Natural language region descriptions
=== Begin Enclosure ===
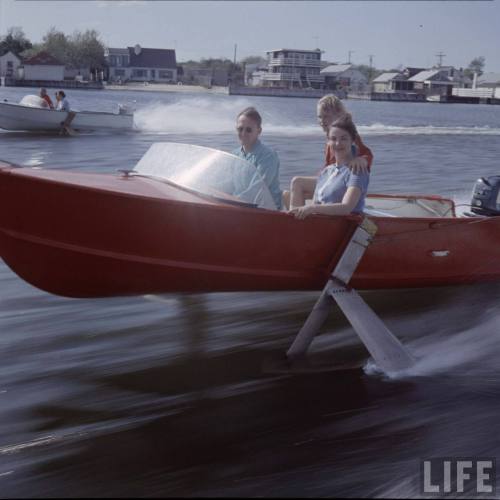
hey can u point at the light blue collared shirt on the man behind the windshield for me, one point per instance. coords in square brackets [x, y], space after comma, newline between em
[267, 163]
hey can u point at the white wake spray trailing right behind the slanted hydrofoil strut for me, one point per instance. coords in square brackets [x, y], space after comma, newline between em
[466, 343]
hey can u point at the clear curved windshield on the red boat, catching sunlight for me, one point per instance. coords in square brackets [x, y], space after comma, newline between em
[207, 171]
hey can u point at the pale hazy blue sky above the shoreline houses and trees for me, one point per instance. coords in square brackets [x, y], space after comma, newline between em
[395, 33]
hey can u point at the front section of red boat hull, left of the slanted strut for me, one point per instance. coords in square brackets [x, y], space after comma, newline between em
[88, 235]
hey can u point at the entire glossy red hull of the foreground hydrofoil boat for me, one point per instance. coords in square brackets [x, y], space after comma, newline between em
[97, 235]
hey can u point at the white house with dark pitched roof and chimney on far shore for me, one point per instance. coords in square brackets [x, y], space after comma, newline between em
[141, 65]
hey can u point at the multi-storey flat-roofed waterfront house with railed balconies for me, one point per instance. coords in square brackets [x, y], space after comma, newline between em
[293, 68]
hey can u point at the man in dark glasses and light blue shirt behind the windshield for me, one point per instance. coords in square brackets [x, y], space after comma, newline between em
[265, 160]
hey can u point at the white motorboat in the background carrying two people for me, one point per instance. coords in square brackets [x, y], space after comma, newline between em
[31, 114]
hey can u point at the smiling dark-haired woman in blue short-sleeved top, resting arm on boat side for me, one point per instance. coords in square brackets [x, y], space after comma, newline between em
[338, 190]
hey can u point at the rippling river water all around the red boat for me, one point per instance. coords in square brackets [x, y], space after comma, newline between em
[170, 396]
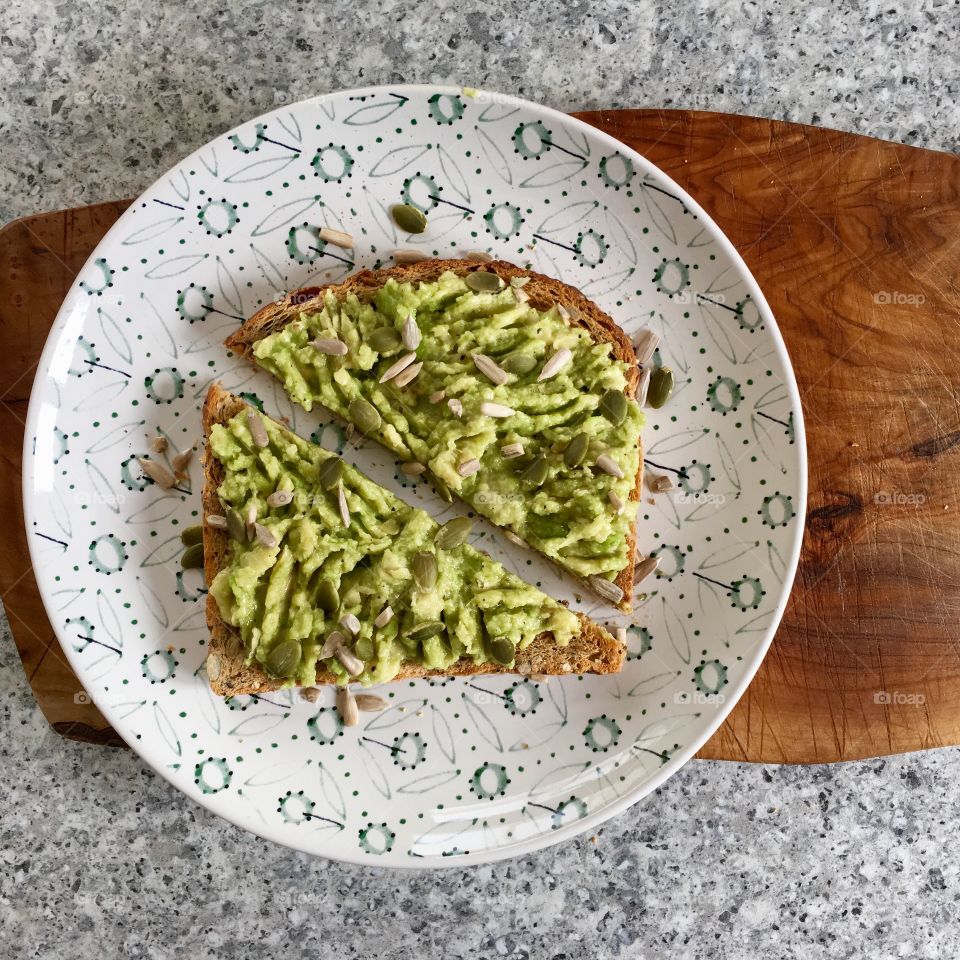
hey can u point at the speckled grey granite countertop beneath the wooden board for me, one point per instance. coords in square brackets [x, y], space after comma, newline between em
[101, 858]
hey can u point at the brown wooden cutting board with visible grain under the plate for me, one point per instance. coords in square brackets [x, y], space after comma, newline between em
[856, 244]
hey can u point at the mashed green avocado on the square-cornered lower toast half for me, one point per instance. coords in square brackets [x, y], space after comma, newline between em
[308, 574]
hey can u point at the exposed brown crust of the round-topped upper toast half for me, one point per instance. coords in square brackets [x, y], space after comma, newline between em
[543, 292]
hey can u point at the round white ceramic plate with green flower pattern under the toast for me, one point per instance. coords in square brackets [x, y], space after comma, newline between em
[460, 771]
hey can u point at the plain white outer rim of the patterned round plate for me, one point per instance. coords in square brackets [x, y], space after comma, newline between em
[611, 809]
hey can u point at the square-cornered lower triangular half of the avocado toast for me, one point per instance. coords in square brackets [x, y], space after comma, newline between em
[304, 556]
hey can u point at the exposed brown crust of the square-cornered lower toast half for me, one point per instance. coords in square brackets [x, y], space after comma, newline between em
[593, 650]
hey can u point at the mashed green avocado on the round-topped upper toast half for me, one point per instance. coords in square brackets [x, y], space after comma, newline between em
[574, 514]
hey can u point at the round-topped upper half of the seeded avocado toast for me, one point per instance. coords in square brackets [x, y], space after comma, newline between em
[504, 387]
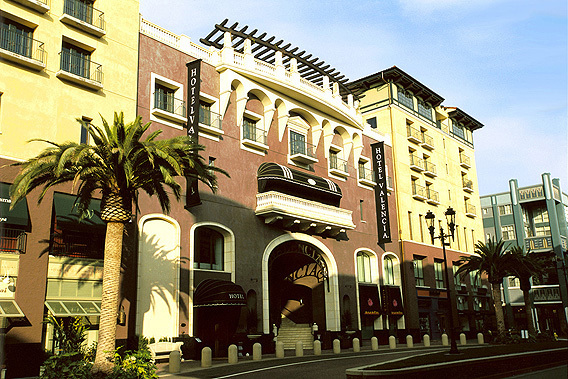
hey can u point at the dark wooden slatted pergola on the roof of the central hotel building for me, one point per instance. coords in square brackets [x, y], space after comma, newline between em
[263, 48]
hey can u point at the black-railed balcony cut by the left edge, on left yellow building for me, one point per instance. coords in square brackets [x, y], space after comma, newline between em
[21, 49]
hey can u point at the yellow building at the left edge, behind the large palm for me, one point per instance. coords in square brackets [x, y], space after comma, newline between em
[60, 60]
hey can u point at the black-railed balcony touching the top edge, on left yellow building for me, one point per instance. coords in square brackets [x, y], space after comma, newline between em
[82, 15]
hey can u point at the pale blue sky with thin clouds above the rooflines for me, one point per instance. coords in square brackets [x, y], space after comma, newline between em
[504, 62]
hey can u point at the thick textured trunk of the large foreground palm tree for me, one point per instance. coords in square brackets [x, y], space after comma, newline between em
[109, 305]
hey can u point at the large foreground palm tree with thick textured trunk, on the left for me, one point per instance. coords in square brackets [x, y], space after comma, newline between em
[117, 165]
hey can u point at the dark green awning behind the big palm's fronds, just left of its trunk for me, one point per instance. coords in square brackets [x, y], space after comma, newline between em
[66, 211]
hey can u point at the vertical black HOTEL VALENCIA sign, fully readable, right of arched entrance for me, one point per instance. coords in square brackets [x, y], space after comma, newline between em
[381, 193]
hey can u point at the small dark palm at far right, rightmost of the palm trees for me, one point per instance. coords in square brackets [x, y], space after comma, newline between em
[524, 267]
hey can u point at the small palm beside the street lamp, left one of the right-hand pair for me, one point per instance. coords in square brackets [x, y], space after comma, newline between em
[490, 259]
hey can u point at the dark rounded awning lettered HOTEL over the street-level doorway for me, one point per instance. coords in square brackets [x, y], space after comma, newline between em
[215, 292]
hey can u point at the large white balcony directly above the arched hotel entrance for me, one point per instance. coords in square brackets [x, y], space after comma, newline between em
[302, 214]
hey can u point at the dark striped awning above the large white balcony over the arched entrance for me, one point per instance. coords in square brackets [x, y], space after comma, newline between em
[276, 177]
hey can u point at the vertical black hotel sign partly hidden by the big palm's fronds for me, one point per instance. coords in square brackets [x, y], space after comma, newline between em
[193, 88]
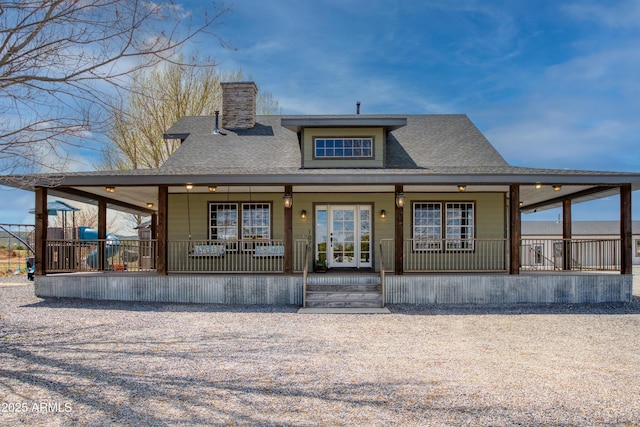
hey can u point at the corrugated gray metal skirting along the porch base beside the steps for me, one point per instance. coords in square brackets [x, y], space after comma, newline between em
[280, 289]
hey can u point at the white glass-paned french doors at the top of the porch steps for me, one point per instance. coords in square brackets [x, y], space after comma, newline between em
[343, 235]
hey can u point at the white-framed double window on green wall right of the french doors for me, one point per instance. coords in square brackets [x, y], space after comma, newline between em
[450, 228]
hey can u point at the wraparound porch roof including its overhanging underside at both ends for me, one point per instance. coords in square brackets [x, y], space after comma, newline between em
[139, 187]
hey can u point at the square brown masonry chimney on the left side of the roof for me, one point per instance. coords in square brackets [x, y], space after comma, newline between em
[239, 105]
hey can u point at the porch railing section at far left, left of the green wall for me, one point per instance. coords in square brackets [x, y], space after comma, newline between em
[100, 255]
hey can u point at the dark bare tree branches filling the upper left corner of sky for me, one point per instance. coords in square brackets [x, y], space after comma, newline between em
[59, 59]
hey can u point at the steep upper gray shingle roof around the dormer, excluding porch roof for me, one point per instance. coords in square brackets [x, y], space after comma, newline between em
[426, 141]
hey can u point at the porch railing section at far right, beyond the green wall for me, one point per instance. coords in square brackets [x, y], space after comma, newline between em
[570, 254]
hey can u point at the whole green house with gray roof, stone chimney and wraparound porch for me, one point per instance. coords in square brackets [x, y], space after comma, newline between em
[327, 210]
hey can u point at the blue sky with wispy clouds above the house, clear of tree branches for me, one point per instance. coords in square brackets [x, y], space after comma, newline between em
[552, 84]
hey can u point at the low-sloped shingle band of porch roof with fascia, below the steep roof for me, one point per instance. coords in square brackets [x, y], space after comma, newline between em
[438, 175]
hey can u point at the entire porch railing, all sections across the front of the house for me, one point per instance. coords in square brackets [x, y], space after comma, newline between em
[260, 256]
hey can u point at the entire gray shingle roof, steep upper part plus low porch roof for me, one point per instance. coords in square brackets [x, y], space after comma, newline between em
[429, 149]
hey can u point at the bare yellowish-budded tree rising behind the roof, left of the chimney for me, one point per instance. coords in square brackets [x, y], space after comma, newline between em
[157, 99]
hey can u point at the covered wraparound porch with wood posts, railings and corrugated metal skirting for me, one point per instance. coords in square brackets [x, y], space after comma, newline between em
[498, 269]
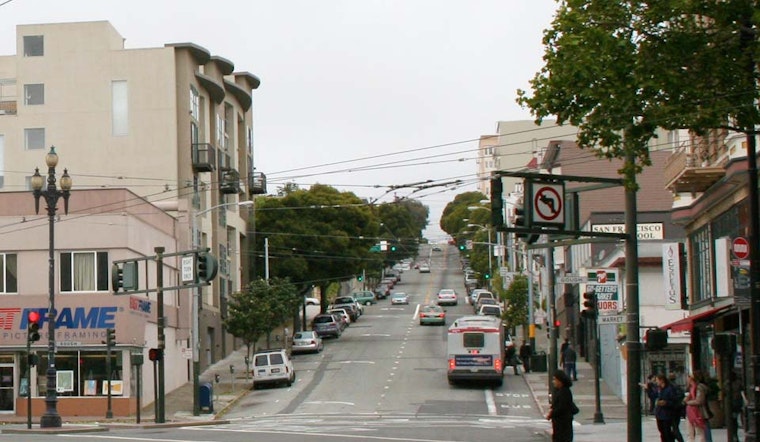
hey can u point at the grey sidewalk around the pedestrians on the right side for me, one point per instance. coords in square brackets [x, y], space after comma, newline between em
[614, 410]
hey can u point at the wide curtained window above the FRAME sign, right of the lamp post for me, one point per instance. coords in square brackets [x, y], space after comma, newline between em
[84, 271]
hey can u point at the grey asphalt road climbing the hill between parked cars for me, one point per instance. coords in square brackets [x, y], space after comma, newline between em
[384, 379]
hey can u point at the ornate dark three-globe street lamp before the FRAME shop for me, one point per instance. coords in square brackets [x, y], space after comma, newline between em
[51, 194]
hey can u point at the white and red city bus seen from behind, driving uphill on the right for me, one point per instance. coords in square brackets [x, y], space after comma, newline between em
[476, 349]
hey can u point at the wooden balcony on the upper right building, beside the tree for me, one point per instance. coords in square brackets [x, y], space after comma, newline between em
[683, 173]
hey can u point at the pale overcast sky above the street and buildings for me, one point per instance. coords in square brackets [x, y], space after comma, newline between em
[358, 94]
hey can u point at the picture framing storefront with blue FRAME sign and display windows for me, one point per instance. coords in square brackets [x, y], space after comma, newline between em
[81, 356]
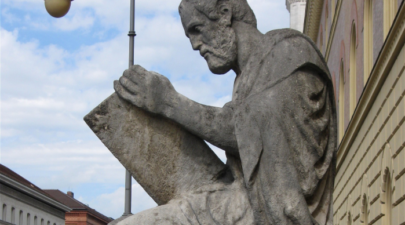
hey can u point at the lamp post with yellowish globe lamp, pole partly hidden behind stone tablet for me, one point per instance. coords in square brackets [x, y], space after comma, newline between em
[59, 8]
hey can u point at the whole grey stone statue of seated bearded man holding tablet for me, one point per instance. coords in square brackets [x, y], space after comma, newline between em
[278, 132]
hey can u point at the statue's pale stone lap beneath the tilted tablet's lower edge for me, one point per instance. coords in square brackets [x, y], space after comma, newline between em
[228, 204]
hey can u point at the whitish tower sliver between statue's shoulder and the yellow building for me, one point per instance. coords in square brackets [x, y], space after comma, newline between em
[297, 13]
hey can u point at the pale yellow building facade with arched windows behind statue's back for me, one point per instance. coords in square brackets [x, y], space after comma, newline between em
[363, 44]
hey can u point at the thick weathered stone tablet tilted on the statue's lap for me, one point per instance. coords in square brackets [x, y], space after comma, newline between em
[165, 159]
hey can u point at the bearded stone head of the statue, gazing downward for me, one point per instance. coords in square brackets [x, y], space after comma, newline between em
[208, 25]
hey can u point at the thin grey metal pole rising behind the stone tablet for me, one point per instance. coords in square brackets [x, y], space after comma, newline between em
[131, 35]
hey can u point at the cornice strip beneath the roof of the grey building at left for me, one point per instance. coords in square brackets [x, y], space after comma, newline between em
[14, 184]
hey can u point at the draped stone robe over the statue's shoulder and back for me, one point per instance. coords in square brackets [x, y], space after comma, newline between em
[285, 125]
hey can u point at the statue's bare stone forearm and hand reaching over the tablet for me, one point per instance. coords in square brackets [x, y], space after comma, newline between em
[154, 93]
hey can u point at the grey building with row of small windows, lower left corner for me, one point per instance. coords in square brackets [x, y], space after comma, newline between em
[23, 203]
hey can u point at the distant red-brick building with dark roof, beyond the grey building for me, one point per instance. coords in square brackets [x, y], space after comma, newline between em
[81, 214]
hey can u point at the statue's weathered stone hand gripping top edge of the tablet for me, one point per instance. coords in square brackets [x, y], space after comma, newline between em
[144, 89]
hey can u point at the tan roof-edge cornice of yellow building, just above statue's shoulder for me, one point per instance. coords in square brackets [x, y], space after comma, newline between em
[313, 13]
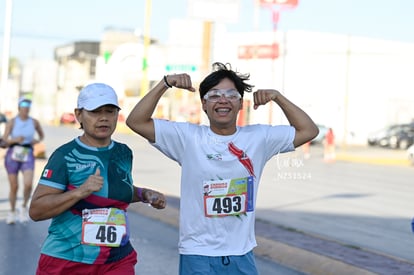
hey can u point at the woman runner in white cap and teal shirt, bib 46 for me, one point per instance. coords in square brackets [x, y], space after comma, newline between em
[85, 188]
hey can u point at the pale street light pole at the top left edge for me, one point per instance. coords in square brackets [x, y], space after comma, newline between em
[6, 49]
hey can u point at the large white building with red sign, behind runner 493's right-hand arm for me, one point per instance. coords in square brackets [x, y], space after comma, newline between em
[355, 85]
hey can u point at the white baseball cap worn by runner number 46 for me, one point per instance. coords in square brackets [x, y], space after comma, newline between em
[95, 95]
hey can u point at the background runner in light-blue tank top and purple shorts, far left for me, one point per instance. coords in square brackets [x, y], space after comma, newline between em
[20, 137]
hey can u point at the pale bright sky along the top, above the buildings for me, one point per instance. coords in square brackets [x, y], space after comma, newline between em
[39, 26]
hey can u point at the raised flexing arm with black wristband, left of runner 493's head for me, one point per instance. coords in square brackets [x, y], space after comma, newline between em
[140, 119]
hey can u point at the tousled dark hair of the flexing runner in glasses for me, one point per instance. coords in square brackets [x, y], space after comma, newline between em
[221, 71]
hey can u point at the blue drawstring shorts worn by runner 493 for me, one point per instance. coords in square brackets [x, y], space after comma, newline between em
[229, 265]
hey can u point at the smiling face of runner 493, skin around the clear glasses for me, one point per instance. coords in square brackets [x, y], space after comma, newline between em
[223, 113]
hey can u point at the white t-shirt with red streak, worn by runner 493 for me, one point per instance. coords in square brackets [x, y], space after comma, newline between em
[205, 159]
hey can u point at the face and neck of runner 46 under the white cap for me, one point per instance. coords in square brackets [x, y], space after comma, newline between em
[98, 125]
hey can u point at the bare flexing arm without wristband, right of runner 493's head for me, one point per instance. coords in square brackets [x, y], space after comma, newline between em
[306, 129]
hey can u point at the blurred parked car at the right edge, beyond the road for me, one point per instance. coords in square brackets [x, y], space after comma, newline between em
[397, 136]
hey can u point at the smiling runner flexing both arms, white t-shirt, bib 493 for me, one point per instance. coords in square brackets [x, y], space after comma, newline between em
[217, 227]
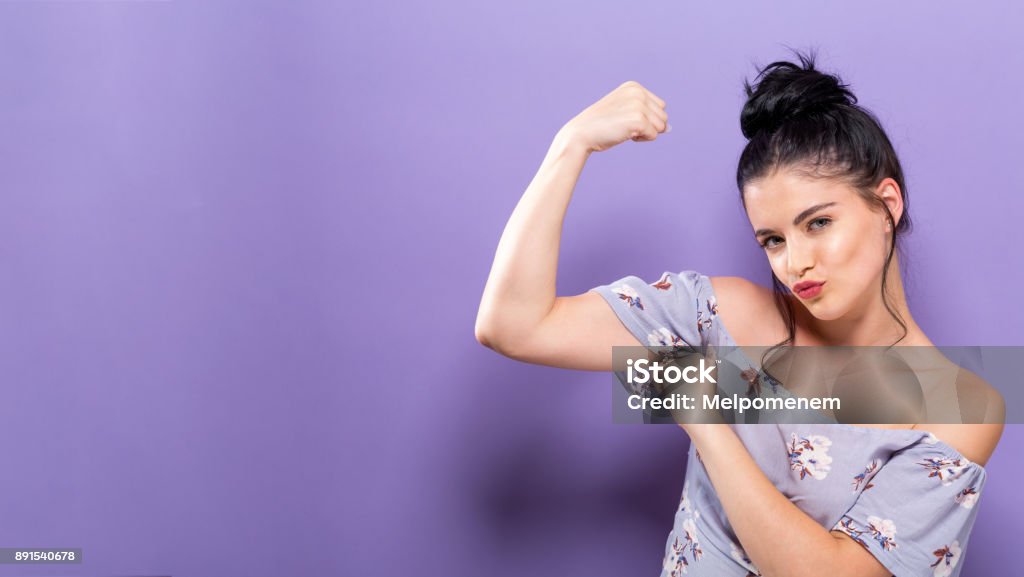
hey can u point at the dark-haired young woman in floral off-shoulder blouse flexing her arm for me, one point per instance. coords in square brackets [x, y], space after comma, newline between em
[825, 195]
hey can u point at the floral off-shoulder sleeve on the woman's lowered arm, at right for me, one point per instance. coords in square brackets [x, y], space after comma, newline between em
[915, 515]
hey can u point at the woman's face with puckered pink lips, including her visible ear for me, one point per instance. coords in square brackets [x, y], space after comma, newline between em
[822, 231]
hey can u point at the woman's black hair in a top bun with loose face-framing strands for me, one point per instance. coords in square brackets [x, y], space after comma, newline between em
[801, 119]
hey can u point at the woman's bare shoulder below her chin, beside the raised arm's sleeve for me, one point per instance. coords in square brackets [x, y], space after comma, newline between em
[748, 311]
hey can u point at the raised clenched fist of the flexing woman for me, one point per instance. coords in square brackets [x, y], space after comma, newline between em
[629, 112]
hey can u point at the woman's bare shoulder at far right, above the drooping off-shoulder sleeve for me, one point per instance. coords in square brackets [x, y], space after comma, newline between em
[984, 406]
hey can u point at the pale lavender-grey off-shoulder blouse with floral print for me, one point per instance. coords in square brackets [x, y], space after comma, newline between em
[906, 497]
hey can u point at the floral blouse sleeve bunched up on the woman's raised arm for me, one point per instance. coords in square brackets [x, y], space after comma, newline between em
[678, 310]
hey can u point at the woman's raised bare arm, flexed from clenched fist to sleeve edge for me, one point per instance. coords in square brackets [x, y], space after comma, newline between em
[520, 315]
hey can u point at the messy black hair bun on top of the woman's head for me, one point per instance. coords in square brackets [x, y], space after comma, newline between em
[786, 91]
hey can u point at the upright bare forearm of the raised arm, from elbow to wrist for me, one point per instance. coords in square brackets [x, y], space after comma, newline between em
[521, 288]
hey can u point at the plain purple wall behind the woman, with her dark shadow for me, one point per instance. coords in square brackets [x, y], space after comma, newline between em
[243, 246]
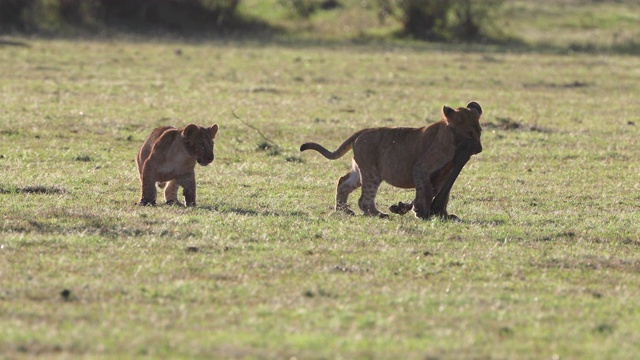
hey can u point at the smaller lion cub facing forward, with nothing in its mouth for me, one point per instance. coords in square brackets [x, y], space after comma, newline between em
[170, 155]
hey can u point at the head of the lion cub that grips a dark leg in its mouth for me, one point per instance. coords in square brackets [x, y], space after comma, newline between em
[465, 125]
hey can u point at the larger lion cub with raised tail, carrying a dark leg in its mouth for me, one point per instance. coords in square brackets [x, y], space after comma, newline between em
[420, 158]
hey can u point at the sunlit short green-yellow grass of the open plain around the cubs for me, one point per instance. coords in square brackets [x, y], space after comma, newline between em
[545, 263]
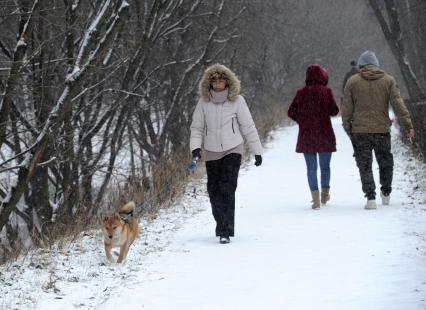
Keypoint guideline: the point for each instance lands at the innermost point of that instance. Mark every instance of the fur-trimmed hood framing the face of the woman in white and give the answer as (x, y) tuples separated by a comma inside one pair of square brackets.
[(233, 83)]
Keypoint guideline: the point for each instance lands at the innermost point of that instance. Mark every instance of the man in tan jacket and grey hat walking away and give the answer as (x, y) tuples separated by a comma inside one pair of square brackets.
[(365, 115)]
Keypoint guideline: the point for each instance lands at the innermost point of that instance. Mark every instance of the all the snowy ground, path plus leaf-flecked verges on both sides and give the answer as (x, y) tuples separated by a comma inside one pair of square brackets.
[(284, 255)]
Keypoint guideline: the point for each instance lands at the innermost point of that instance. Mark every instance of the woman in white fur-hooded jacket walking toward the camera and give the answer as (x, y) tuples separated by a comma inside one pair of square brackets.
[(220, 121)]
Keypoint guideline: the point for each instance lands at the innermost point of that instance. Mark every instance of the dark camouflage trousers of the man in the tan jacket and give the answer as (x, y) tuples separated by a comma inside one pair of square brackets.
[(364, 144)]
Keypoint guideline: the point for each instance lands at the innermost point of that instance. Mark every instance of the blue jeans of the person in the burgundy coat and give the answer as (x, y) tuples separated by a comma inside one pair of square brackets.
[(312, 165)]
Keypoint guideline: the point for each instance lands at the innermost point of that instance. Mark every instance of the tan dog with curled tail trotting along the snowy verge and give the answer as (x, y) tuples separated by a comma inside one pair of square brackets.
[(120, 230)]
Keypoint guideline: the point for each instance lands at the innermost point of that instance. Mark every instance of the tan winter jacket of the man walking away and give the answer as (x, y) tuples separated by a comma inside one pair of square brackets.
[(366, 100)]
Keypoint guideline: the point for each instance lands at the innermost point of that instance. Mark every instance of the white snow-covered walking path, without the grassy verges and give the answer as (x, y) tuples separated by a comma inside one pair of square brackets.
[(287, 256)]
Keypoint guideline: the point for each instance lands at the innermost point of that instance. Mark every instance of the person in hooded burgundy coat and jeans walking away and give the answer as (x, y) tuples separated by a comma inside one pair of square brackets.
[(312, 108)]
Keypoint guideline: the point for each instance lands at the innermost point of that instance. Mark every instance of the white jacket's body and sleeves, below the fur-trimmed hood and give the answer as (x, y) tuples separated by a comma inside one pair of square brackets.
[(222, 126)]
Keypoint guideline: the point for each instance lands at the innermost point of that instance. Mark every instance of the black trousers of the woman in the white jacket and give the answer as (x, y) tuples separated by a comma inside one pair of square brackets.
[(222, 176)]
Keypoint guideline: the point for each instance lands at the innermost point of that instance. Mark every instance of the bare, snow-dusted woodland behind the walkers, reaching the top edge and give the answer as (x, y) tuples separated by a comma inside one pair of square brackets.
[(97, 96)]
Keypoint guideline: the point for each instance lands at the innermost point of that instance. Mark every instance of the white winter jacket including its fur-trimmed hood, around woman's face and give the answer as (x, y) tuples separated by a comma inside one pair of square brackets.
[(222, 126)]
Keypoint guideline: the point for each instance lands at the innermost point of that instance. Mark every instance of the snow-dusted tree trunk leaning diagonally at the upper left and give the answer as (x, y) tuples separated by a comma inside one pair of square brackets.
=== End Enclosure ===
▸ **EXERCISE INSTRUCTIONS**: For this exercise, please copy exactly the lines from the one holding "of the black" through the end of the records, the first and last included.

▸ **REPLY**:
Keypoint guideline: the point for each instance lands at the innermost point of that instance. Mark every instance of the black trousers of the woman in the white jacket and give the answer as (x, y) tuples separated by a comma inside one pair of square brackets.
[(222, 176)]
Keypoint guideline: the point for each instance lands at the innermost point of that instance. Mark every instance of the bare, snow-dusted woodland behind the walkers, reaching the top edge and give the answer as (x, y) tuples separated by a comma inside one pair of square brackets.
[(97, 96)]
Keypoint guideline: the point for each instance lands at the innermost point of that instance. Mark every instance of the white winter jacket including its fur-trimmed hood, around woman's face and give the answer as (x, y) tuples separated by a comma inside one pair of square brackets.
[(222, 126)]
Keypoint guideline: the point for each instance lands at the innermost point of that instance. Mark every instance of the snow-dusted tree trunk leaning diagonally at the upper left and give the answer as (x, y) tuples separated by a comma inside one pair of square brackets.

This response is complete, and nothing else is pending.